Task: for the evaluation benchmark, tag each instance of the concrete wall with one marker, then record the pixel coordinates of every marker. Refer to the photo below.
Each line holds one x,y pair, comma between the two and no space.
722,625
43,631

--

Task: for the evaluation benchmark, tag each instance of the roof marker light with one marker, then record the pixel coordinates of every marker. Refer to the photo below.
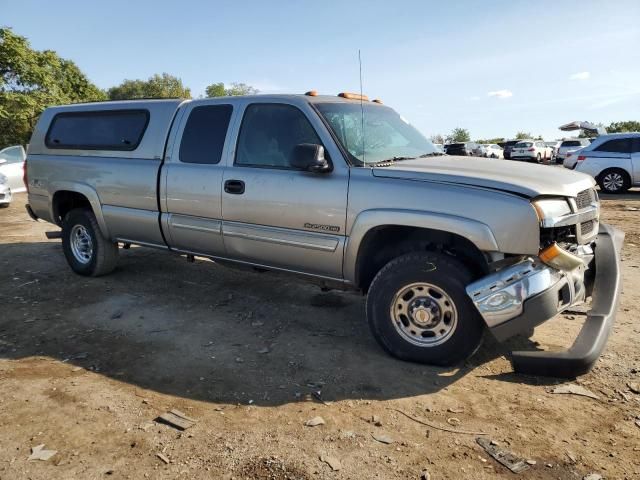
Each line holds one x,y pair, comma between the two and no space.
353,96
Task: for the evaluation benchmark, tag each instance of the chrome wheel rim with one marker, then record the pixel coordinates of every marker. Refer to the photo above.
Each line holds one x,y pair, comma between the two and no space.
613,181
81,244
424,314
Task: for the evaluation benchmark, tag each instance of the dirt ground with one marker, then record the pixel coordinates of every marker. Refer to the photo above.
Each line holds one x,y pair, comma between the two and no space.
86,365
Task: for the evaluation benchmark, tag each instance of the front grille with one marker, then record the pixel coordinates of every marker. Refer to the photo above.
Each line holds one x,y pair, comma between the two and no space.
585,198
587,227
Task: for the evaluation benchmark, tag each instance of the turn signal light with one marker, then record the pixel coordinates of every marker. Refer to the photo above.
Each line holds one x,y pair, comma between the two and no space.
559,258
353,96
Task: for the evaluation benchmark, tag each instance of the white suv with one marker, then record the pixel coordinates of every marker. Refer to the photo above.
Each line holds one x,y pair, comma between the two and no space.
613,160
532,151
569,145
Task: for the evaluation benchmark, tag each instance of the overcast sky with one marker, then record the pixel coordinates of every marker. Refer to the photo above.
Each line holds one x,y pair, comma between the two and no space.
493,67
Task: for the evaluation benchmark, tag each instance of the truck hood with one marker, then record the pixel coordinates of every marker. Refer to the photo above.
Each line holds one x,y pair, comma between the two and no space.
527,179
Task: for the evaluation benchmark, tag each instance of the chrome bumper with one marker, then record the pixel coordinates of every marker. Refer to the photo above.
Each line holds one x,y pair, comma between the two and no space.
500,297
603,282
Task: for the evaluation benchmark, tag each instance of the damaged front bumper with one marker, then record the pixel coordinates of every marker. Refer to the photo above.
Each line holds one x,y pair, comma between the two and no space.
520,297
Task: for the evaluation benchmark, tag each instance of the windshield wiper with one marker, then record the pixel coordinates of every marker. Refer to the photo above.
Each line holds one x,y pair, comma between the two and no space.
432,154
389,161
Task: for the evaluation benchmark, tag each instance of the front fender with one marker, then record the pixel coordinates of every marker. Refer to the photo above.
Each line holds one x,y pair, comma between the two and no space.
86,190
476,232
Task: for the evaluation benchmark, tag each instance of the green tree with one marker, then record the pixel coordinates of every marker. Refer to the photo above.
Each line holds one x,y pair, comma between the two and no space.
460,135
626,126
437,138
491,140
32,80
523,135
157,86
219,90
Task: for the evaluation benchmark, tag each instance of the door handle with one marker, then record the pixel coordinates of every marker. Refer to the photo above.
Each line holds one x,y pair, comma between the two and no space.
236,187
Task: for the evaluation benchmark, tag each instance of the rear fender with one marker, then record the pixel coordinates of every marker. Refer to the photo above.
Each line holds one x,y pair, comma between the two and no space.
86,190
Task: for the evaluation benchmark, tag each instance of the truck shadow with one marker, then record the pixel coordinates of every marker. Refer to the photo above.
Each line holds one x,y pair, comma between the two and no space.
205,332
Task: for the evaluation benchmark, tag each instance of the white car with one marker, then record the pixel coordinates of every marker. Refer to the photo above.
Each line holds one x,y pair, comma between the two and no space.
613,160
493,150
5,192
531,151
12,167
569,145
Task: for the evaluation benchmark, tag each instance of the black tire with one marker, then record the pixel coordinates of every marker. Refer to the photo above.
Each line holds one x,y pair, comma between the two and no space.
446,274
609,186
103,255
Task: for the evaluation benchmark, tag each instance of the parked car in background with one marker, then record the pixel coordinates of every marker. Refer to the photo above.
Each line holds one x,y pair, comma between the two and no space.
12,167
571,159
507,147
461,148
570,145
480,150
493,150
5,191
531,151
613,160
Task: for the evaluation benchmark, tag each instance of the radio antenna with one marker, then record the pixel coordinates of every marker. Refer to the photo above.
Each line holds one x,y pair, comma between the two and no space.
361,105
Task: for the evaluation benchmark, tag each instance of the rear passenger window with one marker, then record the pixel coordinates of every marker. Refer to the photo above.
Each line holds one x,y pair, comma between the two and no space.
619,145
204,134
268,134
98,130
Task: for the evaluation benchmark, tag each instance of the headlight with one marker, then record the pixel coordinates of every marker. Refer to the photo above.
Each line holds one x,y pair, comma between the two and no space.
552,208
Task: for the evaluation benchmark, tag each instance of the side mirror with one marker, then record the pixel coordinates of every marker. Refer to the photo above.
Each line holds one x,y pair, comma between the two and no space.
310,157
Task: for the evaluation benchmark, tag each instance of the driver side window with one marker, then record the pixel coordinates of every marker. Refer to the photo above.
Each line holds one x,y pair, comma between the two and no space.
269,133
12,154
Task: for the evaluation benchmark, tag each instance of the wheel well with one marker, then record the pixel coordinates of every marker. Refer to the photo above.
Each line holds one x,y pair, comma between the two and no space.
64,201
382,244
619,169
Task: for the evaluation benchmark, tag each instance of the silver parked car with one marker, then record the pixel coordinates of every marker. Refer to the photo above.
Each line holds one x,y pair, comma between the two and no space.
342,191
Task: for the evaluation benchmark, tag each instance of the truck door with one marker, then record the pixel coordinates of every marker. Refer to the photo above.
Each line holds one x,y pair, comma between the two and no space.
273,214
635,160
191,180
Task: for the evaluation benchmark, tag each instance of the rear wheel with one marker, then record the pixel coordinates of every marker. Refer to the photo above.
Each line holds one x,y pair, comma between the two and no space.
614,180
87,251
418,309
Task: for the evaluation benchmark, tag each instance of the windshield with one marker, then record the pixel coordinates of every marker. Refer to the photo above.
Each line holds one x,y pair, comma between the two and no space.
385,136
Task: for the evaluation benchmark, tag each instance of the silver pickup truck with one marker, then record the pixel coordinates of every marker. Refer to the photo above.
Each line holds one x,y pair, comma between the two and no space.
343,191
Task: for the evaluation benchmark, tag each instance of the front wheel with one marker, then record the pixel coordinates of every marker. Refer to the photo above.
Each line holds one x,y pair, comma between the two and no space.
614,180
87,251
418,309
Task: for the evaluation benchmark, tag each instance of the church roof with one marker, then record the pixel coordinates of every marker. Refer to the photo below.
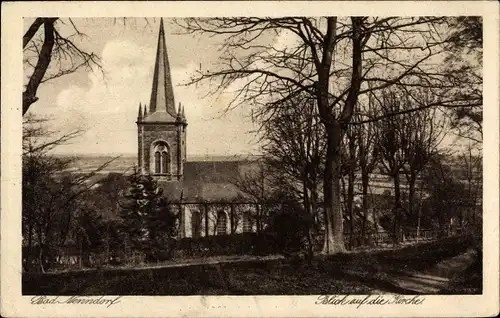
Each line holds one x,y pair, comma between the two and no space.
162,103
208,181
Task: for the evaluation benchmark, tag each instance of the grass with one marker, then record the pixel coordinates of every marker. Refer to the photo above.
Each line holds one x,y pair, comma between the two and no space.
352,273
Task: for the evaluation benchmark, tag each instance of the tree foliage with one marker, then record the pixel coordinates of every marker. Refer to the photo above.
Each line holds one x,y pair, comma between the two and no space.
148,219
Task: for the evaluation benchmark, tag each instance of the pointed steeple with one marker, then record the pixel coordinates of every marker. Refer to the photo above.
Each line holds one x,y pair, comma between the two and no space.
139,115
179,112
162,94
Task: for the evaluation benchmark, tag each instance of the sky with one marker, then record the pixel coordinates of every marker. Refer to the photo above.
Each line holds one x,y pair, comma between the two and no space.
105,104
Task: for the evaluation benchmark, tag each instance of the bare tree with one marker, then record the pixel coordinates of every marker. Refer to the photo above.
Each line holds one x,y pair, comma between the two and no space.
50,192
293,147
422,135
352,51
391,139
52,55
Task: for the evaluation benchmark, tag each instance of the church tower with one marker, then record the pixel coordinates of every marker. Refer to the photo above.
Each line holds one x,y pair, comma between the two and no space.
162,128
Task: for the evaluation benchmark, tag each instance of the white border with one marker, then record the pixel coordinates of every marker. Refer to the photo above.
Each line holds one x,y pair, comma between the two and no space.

* * *

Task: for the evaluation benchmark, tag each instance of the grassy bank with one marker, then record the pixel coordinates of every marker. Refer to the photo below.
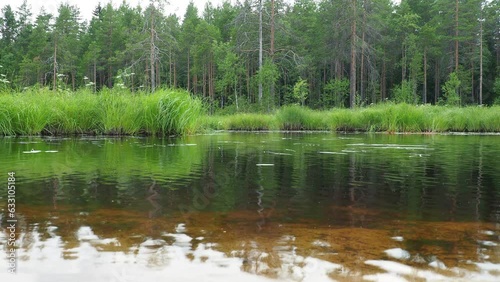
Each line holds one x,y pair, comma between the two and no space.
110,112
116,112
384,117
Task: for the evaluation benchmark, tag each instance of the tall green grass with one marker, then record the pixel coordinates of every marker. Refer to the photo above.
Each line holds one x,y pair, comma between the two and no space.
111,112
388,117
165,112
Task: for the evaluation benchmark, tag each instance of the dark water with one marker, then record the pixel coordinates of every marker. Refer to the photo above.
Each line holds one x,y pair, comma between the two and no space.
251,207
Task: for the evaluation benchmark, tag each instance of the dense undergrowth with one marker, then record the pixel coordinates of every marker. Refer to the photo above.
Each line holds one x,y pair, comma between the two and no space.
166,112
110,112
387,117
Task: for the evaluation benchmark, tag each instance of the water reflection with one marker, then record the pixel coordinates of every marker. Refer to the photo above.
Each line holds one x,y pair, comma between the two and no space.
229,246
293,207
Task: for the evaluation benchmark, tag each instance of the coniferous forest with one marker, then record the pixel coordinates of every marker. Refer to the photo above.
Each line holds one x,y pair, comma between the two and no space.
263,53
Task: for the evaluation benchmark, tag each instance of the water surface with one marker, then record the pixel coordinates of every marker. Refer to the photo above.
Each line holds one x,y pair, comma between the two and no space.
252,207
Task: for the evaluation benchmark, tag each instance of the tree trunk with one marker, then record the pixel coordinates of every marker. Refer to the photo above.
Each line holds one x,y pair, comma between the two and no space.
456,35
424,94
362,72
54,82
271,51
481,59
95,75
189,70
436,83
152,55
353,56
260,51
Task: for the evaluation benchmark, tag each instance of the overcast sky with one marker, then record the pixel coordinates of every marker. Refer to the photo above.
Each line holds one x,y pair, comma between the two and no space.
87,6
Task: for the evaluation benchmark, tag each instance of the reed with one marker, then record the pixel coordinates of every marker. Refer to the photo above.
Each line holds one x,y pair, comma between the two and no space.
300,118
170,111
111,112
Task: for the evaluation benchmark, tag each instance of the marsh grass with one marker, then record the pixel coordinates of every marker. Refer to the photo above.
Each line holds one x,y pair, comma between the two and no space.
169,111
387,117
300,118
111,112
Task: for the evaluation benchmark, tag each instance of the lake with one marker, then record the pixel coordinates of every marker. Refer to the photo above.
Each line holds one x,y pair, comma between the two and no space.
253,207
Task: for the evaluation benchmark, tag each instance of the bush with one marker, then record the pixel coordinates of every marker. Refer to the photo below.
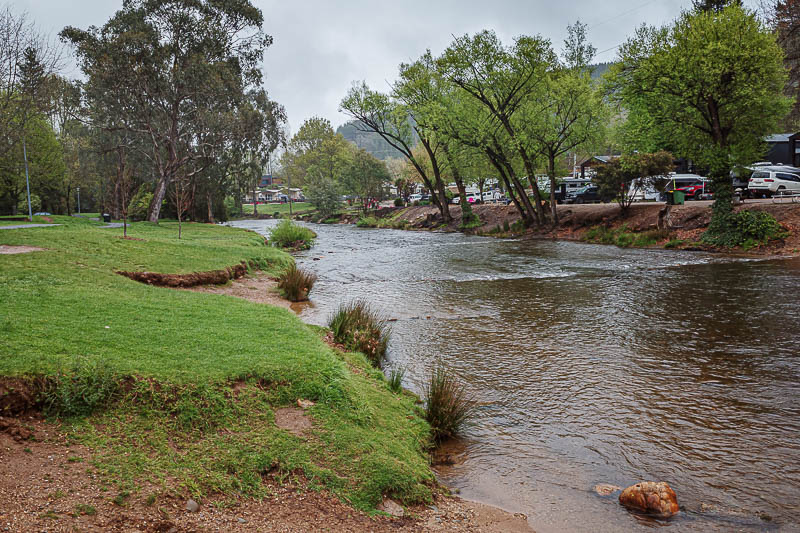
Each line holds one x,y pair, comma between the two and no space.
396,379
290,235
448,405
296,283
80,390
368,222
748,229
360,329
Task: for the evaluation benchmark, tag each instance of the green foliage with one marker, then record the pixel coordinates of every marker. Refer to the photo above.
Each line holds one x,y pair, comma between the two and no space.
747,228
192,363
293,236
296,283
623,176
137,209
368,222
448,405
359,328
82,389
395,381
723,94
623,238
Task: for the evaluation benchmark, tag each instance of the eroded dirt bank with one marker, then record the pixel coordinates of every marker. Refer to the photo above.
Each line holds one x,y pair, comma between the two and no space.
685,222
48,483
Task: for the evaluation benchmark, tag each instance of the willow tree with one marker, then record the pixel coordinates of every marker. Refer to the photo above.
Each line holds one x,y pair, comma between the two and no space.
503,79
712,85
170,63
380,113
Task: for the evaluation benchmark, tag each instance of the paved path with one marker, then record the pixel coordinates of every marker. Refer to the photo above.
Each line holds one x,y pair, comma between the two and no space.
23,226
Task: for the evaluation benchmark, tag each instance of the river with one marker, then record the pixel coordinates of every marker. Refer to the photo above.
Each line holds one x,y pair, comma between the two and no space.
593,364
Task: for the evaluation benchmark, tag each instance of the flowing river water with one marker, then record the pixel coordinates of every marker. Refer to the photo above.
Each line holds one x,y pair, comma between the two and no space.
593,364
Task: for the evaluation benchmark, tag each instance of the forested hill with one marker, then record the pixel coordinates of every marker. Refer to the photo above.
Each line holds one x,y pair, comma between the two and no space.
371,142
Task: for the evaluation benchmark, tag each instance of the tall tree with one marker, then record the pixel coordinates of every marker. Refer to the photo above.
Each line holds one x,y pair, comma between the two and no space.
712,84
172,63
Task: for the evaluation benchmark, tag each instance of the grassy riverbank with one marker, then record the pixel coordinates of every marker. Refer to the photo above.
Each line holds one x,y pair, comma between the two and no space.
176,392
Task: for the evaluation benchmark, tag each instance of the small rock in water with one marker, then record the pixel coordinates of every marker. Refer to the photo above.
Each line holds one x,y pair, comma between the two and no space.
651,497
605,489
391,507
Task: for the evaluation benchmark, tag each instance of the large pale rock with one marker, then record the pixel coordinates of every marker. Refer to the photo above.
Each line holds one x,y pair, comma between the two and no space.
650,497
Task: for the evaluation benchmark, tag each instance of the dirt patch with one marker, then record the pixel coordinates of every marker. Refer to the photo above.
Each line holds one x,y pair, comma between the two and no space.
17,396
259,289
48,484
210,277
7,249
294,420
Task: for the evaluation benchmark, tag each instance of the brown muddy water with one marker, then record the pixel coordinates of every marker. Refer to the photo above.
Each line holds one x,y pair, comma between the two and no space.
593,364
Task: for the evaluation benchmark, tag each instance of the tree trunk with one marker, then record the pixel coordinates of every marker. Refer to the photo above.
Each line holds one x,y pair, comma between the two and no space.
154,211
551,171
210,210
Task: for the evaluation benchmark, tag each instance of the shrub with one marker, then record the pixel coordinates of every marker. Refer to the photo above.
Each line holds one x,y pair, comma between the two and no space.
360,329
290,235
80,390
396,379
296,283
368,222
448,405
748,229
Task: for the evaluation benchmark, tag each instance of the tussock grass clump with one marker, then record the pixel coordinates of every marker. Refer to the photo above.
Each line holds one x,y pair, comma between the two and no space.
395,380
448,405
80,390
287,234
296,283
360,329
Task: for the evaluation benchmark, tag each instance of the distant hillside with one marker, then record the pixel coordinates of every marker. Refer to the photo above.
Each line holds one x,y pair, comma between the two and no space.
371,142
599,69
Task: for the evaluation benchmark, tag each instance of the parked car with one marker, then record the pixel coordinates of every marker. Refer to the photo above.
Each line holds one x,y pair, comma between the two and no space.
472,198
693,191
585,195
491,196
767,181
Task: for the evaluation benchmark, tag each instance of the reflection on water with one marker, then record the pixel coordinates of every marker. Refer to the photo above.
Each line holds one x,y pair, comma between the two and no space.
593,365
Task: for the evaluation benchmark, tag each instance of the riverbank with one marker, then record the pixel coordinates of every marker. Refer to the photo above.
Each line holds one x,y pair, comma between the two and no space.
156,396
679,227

Exercise:
Show each line above that contains the string "tire".

Task solution:
Task: for the evaluation benchmark, tag each instance of the black tire with one marker, then record the pixel coordinates of every marker. Refer to the photo above.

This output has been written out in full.